# WORK TO BE COMPLETED
Print verbatim the stretch of the listing from its first line through the line containing "column 369, row 442", both ends included. Leave the pictures out.

# INFORMATION PROVIDED

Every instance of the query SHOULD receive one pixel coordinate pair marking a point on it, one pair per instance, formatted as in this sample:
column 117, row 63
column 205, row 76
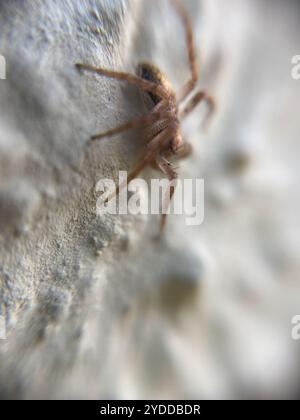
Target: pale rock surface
column 94, row 307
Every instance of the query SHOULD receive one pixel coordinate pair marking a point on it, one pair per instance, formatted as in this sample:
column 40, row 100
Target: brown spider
column 162, row 124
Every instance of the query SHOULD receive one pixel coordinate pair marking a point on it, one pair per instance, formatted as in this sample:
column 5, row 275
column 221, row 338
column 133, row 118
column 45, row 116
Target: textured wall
column 94, row 306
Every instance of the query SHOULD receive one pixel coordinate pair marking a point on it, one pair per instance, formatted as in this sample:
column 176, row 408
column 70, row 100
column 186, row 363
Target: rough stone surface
column 94, row 307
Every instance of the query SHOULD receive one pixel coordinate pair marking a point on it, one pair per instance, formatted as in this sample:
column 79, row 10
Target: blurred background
column 92, row 307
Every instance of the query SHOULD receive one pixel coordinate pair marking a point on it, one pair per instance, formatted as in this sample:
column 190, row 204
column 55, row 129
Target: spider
column 162, row 124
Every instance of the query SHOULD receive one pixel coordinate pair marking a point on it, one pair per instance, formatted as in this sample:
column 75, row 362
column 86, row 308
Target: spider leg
column 167, row 168
column 192, row 57
column 184, row 151
column 155, row 144
column 148, row 120
column 196, row 100
column 154, row 88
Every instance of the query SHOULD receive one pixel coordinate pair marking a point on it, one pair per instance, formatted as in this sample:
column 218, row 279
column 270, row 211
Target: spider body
column 162, row 123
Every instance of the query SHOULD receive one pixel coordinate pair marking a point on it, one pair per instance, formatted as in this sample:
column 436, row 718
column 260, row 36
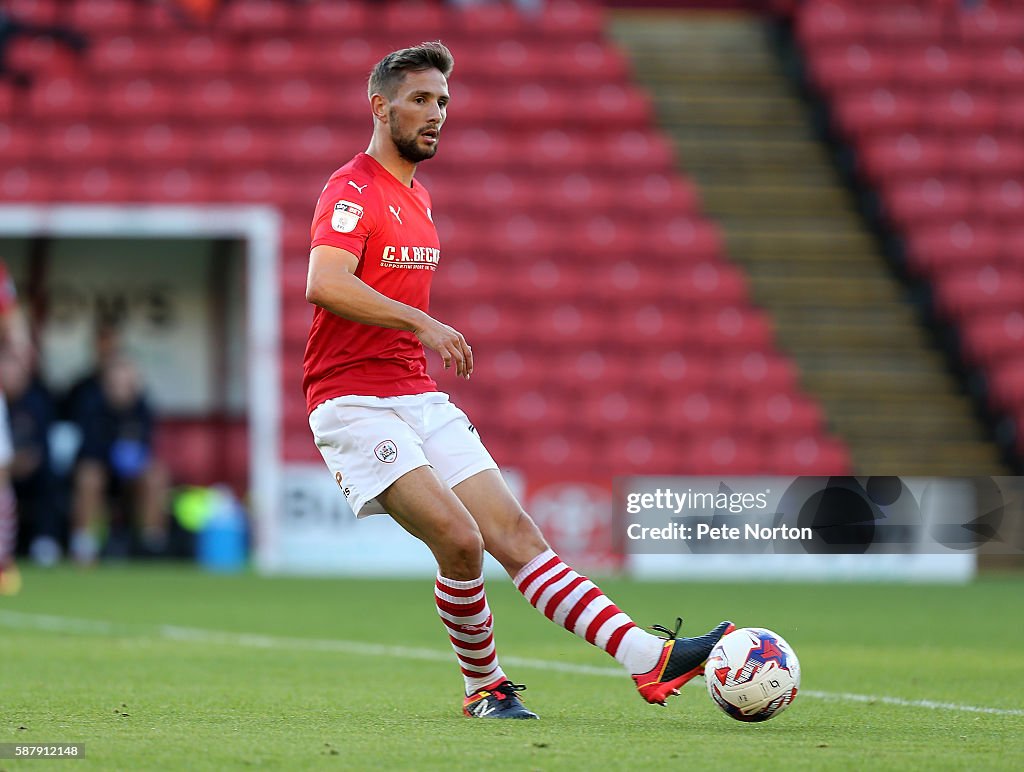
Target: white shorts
column 6, row 445
column 369, row 442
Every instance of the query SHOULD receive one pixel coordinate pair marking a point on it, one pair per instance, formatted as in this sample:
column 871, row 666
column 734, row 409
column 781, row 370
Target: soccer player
column 395, row 443
column 15, row 342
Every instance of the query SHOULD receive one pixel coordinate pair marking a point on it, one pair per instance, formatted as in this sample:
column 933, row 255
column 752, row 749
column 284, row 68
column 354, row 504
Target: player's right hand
column 448, row 342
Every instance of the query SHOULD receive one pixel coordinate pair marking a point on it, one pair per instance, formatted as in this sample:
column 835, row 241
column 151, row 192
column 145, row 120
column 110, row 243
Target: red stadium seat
column 18, row 142
column 62, row 98
column 775, row 414
column 732, row 328
column 430, row 22
column 530, row 411
column 256, row 16
column 652, row 327
column 1001, row 68
column 854, row 67
column 756, row 372
column 936, row 249
column 35, row 11
column 810, row 455
column 672, row 371
column 700, row 413
column 711, row 284
column 139, row 99
column 988, row 156
column 80, row 142
column 102, row 15
column 645, row 453
column 198, row 54
column 588, row 60
column 240, row 144
column 905, row 155
column 40, row 54
column 683, row 238
column 619, row 411
column 637, row 151
column 159, row 143
column 1001, row 200
column 991, row 338
column 610, row 104
column 28, row 184
column 928, row 202
column 988, row 26
column 571, row 18
column 904, row 23
column 121, row 53
column 1012, row 112
column 933, row 67
column 967, row 292
column 100, row 184
column 1007, row 383
column 829, row 24
column 553, row 149
column 333, row 18
column 279, row 56
column 962, row 112
column 726, row 454
column 878, row 111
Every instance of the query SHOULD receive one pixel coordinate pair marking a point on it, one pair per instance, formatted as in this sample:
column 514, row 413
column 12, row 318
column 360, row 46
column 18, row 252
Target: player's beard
column 408, row 144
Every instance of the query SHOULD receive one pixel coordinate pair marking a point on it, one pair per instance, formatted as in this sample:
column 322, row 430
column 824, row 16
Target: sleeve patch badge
column 346, row 216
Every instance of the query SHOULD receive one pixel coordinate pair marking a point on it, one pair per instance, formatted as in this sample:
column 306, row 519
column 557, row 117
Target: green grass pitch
column 168, row 668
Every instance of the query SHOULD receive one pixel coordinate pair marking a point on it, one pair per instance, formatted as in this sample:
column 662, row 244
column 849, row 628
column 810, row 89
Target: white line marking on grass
column 51, row 624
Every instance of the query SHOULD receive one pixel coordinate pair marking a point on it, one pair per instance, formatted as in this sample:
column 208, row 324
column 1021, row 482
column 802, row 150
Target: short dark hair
column 390, row 72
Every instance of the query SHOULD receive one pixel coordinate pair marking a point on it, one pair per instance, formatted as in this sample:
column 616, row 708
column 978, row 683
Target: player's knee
column 527, row 533
column 466, row 544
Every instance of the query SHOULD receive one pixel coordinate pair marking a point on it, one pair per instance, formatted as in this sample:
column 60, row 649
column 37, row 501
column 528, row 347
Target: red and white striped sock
column 463, row 608
column 580, row 606
column 8, row 525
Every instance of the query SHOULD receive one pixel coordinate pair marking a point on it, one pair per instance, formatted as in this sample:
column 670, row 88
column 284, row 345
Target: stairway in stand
column 744, row 137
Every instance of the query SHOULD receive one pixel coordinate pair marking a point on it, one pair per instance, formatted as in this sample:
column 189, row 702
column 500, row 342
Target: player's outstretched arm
column 332, row 285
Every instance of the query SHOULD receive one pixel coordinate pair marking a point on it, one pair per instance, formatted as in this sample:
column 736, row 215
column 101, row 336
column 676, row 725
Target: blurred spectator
column 14, row 342
column 12, row 28
column 31, row 413
column 116, row 471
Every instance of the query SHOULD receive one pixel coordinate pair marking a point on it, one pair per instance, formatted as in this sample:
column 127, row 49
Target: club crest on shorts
column 386, row 452
column 346, row 216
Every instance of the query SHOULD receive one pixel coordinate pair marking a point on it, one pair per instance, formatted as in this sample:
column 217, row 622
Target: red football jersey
column 8, row 295
column 367, row 211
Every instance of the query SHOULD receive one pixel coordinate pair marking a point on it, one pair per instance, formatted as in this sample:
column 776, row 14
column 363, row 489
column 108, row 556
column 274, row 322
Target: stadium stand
column 611, row 331
column 726, row 92
column 929, row 95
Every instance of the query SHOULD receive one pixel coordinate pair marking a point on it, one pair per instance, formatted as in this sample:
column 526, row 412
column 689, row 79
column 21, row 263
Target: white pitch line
column 52, row 624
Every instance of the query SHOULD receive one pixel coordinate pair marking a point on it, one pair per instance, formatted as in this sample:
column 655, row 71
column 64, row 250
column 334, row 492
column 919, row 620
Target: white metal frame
column 260, row 228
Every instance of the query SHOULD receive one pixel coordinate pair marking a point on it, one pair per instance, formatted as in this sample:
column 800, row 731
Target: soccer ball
column 753, row 674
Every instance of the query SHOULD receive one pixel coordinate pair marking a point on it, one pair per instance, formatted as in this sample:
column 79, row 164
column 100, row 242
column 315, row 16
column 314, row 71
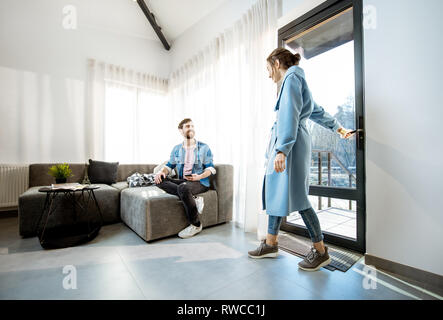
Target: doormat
column 340, row 259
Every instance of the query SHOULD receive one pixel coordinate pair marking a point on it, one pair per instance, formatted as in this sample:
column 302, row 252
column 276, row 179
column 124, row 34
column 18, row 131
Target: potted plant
column 61, row 172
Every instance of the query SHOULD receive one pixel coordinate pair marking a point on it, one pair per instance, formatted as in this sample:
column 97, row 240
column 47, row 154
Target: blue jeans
column 309, row 218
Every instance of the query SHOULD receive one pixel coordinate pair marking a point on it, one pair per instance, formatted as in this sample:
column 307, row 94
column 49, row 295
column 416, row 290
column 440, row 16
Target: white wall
column 43, row 73
column 404, row 152
column 200, row 34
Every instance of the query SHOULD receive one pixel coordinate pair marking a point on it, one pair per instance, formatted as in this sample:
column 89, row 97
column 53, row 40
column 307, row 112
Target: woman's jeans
column 310, row 219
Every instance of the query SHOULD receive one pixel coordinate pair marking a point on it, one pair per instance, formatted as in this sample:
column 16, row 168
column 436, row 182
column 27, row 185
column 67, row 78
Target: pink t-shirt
column 189, row 160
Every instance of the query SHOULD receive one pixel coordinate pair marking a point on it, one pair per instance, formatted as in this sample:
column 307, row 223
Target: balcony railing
column 331, row 156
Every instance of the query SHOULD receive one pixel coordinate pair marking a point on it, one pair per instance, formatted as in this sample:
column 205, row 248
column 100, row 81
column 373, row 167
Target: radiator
column 13, row 182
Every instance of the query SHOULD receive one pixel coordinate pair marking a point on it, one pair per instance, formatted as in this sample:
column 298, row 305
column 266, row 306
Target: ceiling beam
column 153, row 23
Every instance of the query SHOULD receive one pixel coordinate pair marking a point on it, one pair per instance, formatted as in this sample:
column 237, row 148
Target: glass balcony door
column 329, row 40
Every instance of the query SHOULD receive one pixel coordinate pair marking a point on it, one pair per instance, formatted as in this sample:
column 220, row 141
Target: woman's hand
column 193, row 177
column 345, row 133
column 279, row 162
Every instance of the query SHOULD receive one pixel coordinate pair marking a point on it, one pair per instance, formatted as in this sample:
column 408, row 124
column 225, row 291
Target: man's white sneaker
column 190, row 231
column 200, row 204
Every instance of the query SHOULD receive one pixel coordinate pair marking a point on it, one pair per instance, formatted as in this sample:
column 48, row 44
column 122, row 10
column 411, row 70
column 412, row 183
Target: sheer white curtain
column 225, row 89
column 125, row 107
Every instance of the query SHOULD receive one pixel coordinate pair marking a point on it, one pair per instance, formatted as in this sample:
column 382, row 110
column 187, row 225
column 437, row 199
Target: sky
column 330, row 76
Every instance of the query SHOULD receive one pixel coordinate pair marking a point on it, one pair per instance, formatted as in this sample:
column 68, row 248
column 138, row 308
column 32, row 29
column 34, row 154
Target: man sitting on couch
column 193, row 160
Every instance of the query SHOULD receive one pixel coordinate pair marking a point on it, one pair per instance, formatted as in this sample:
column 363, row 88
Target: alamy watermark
column 70, row 281
column 369, row 17
column 369, row 281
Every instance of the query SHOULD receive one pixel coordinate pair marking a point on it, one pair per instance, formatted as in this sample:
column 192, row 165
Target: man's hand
column 345, row 133
column 159, row 177
column 279, row 162
column 194, row 177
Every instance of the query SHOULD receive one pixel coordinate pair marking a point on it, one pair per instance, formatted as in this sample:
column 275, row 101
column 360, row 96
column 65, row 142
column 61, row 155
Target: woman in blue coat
column 286, row 181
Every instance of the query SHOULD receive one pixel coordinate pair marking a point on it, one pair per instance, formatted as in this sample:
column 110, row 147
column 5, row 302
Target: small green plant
column 60, row 171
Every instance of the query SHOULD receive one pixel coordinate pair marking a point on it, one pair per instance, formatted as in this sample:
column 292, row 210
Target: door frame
column 324, row 11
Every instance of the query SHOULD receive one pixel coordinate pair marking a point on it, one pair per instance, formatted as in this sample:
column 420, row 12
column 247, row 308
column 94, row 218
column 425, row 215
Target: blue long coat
column 287, row 192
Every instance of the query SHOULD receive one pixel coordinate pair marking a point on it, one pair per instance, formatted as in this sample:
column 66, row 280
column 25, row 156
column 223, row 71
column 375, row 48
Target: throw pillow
column 160, row 166
column 102, row 172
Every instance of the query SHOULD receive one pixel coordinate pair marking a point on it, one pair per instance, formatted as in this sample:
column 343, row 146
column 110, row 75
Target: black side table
column 73, row 234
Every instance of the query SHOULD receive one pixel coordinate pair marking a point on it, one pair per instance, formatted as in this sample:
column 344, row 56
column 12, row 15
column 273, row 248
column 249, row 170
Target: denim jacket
column 202, row 160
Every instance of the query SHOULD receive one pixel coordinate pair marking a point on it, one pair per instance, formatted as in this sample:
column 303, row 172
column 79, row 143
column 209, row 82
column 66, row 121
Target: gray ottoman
column 152, row 213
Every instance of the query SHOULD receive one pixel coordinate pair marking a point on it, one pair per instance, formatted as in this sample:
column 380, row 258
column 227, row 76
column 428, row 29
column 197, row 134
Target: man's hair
column 183, row 122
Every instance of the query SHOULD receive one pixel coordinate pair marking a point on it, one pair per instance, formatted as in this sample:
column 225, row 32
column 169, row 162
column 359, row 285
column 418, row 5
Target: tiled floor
column 213, row 265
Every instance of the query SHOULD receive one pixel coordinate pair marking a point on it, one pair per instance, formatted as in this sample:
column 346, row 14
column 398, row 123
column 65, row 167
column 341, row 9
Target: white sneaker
column 200, row 204
column 190, row 231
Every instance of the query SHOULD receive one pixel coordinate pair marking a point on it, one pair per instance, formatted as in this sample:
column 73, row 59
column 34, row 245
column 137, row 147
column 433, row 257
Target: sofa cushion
column 120, row 185
column 102, row 172
column 31, row 204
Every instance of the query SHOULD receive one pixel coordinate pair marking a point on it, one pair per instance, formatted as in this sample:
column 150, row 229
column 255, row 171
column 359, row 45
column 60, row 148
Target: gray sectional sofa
column 148, row 211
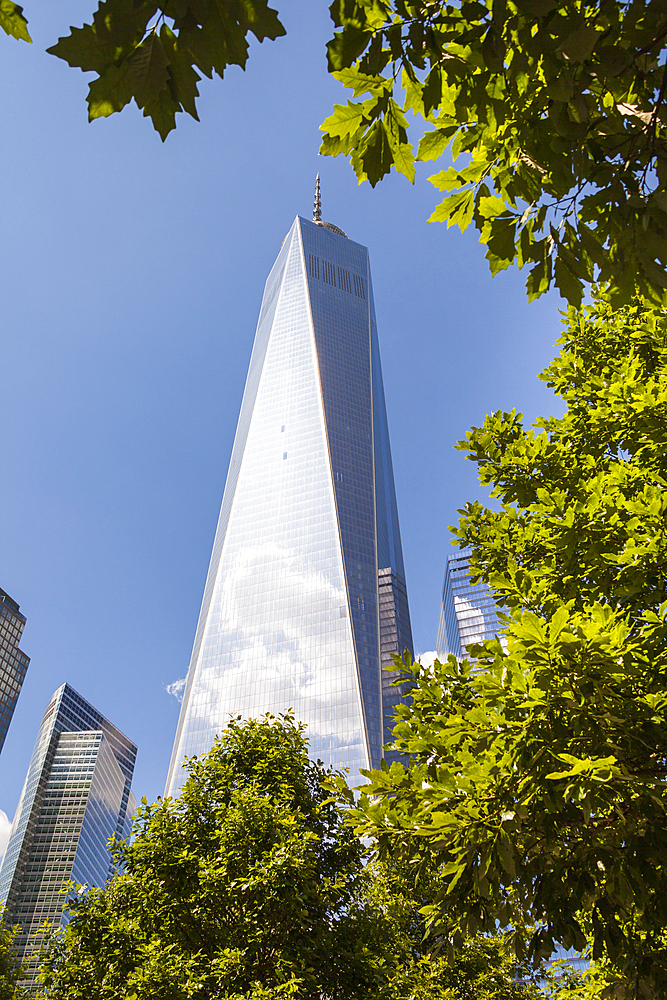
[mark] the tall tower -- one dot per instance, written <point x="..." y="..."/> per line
<point x="75" y="797"/>
<point x="468" y="612"/>
<point x="305" y="599"/>
<point x="13" y="662"/>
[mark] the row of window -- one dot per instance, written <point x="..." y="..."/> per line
<point x="334" y="274"/>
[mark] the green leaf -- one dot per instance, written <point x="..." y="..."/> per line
<point x="110" y="92"/>
<point x="84" y="48"/>
<point x="456" y="210"/>
<point x="376" y="154"/>
<point x="570" y="287"/>
<point x="262" y="20"/>
<point x="538" y="279"/>
<point x="433" y="144"/>
<point x="346" y="119"/>
<point x="346" y="46"/>
<point x="13" y="22"/>
<point x="579" y="46"/>
<point x="147" y="70"/>
<point x="162" y="111"/>
<point x="184" y="78"/>
<point x="361" y="83"/>
<point x="536" y="8"/>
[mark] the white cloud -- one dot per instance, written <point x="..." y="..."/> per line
<point x="176" y="688"/>
<point x="5" y="829"/>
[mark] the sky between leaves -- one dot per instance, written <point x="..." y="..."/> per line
<point x="132" y="276"/>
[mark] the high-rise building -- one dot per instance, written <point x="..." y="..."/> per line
<point x="75" y="797"/>
<point x="468" y="613"/>
<point x="13" y="662"/>
<point x="305" y="599"/>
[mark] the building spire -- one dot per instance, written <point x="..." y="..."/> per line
<point x="317" y="204"/>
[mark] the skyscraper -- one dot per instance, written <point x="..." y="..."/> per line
<point x="75" y="797"/>
<point x="13" y="662"/>
<point x="468" y="612"/>
<point x="305" y="599"/>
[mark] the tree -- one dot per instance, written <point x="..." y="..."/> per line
<point x="538" y="782"/>
<point x="558" y="110"/>
<point x="10" y="968"/>
<point x="251" y="885"/>
<point x="248" y="883"/>
<point x="151" y="50"/>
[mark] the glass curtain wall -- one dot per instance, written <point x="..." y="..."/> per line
<point x="290" y="616"/>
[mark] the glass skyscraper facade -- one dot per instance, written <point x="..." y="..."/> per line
<point x="13" y="662"/>
<point x="75" y="797"/>
<point x="305" y="599"/>
<point x="468" y="611"/>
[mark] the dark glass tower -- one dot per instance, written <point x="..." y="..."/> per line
<point x="305" y="599"/>
<point x="75" y="797"/>
<point x="13" y="662"/>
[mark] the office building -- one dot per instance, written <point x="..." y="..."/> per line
<point x="305" y="599"/>
<point x="13" y="662"/>
<point x="468" y="611"/>
<point x="75" y="797"/>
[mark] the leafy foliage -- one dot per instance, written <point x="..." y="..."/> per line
<point x="10" y="968"/>
<point x="537" y="786"/>
<point x="247" y="884"/>
<point x="150" y="51"/>
<point x="559" y="114"/>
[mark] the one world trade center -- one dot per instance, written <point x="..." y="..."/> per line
<point x="305" y="600"/>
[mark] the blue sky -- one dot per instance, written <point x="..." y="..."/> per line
<point x="132" y="274"/>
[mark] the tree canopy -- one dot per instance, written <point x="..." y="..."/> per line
<point x="250" y="884"/>
<point x="10" y="967"/>
<point x="247" y="883"/>
<point x="549" y="119"/>
<point x="538" y="782"/>
<point x="557" y="111"/>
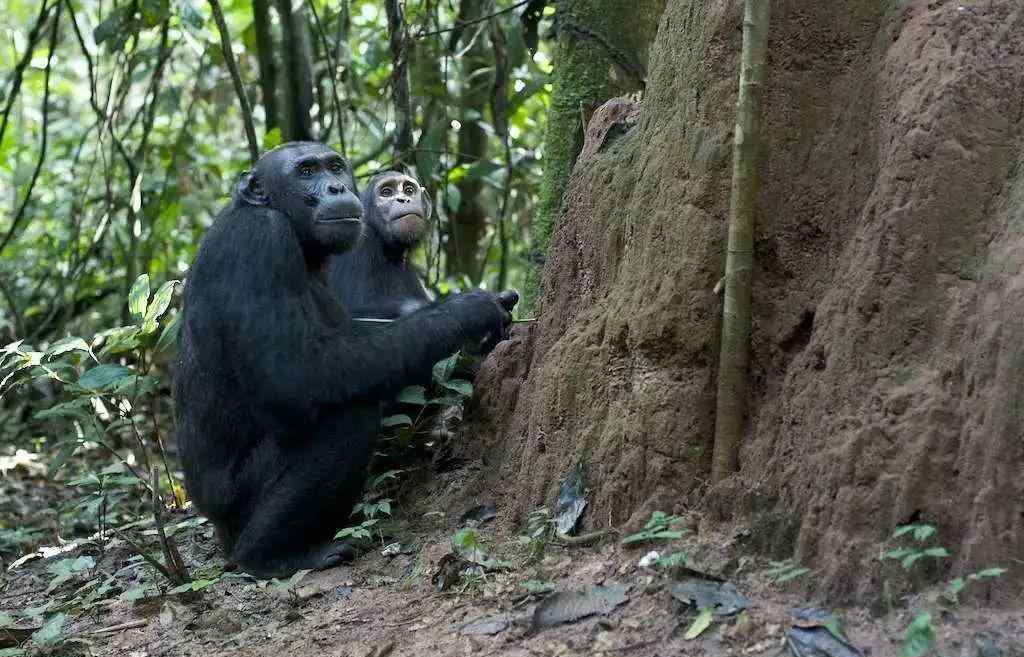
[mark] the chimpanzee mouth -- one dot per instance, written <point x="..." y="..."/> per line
<point x="340" y="220"/>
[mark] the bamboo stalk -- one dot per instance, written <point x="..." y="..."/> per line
<point x="734" y="355"/>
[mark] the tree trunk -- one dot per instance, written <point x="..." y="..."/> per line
<point x="887" y="367"/>
<point x="399" y="83"/>
<point x="469" y="223"/>
<point x="735" y="347"/>
<point x="298" y="74"/>
<point x="267" y="62"/>
<point x="601" y="52"/>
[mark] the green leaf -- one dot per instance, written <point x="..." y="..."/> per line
<point x="68" y="344"/>
<point x="700" y="623"/>
<point x="161" y="301"/>
<point x="414" y="395"/>
<point x="111" y="27"/>
<point x="923" y="532"/>
<point x="953" y="589"/>
<point x="271" y="139"/>
<point x="189" y="14"/>
<point x="169" y="337"/>
<point x="464" y="388"/>
<point x="987" y="573"/>
<point x="138" y="298"/>
<point x="154" y="11"/>
<point x="442" y="368"/>
<point x="454" y="198"/>
<point x="102" y="377"/>
<point x="920" y="637"/>
<point x="51" y="632"/>
<point x="937" y="553"/>
<point x="396" y="421"/>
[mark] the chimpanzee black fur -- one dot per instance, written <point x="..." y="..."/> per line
<point x="278" y="390"/>
<point x="375" y="278"/>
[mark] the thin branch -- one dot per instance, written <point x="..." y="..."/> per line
<point x="339" y="116"/>
<point x="465" y="24"/>
<point x="399" y="80"/>
<point x="45" y="130"/>
<point x="499" y="108"/>
<point x="232" y="68"/>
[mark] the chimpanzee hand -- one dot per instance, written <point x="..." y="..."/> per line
<point x="483" y="317"/>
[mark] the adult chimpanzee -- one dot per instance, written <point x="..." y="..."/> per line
<point x="278" y="390"/>
<point x="375" y="278"/>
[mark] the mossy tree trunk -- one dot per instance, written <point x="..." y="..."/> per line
<point x="601" y="52"/>
<point x="731" y="403"/>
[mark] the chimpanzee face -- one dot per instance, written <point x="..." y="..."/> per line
<point x="313" y="186"/>
<point x="398" y="209"/>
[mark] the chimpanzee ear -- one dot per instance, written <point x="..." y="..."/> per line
<point x="249" y="189"/>
<point x="428" y="207"/>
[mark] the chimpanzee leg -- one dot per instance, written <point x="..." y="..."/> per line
<point x="303" y="505"/>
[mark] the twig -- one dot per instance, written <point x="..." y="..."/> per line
<point x="399" y="80"/>
<point x="45" y="133"/>
<point x="171" y="555"/>
<point x="464" y="24"/>
<point x="499" y="107"/>
<point x="232" y="68"/>
<point x="339" y="116"/>
<point x="150" y="559"/>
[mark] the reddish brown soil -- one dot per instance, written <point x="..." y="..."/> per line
<point x="385" y="606"/>
<point x="888" y="361"/>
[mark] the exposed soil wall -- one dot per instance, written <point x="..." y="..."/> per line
<point x="889" y="293"/>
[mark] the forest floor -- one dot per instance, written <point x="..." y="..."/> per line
<point x="417" y="599"/>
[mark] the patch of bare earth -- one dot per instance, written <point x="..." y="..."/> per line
<point x="388" y="605"/>
<point x="888" y="362"/>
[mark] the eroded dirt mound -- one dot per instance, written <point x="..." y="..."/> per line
<point x="888" y="358"/>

# EXERCISE RESULT
Every instance of the query SHOULD receive one pixel coordinate pair marking a point on it, one pair per instance, formatted as in this sample:
column 117, row 63
column 205, row 76
Target: pale rock surface
column 94, row 307
Every instance of the query SHOULD receive one pixel coordinate pair marking a point on it, one pair per instance, formatted as in this sample:
column 40, row 100
Target: brown spider
column 162, row 124
Every instance of the query SHOULD receive one pixel coordinate pair marking a point on it, one pair per instance, formatted as in this sample:
column 5, row 275
column 221, row 338
column 133, row 118
column 45, row 116
Target: textured wall
column 94, row 306
Every instance of the query SHOULD receive one pixel coordinate pair marking a point on it, one pair per instance, formatted as in this sample:
column 176, row 408
column 70, row 100
column 186, row 363
Target: rough stone surface
column 94, row 307
Every instance of the query SHOULD receive one pixel coordinate pair marking a point on it, one pair per instance, formatted as in this sample:
column 79, row 10
Target: blurred background
column 92, row 307
Every instance of the query SHOULD receive one pixel coordinate pair marking a point on it, one pair per instance, formatted as in this sample:
column 190, row 204
column 55, row 129
Target: spider
column 162, row 124
Every instance of the query SHOULD receive one pixel coordinate pair marking a point on it, one pair per instance, formatted as in this sample:
column 75, row 362
column 86, row 308
Target: spider leg
column 167, row 168
column 192, row 57
column 184, row 151
column 155, row 144
column 148, row 120
column 196, row 100
column 154, row 88
Every instance of the query SHOULD receive one pixel coordinate pair marking a point on it, one pair per instance, formatted as in this sample:
column 218, row 279
column 270, row 211
Target: spider body
column 162, row 123
Every instance of the query SHOULD receive one pixel coordinate pair marking a point on it, one pair per instance, formatted as in this sample:
column 436, row 718
column 260, row 36
Target: white shorts
column 6, row 445
column 369, row 442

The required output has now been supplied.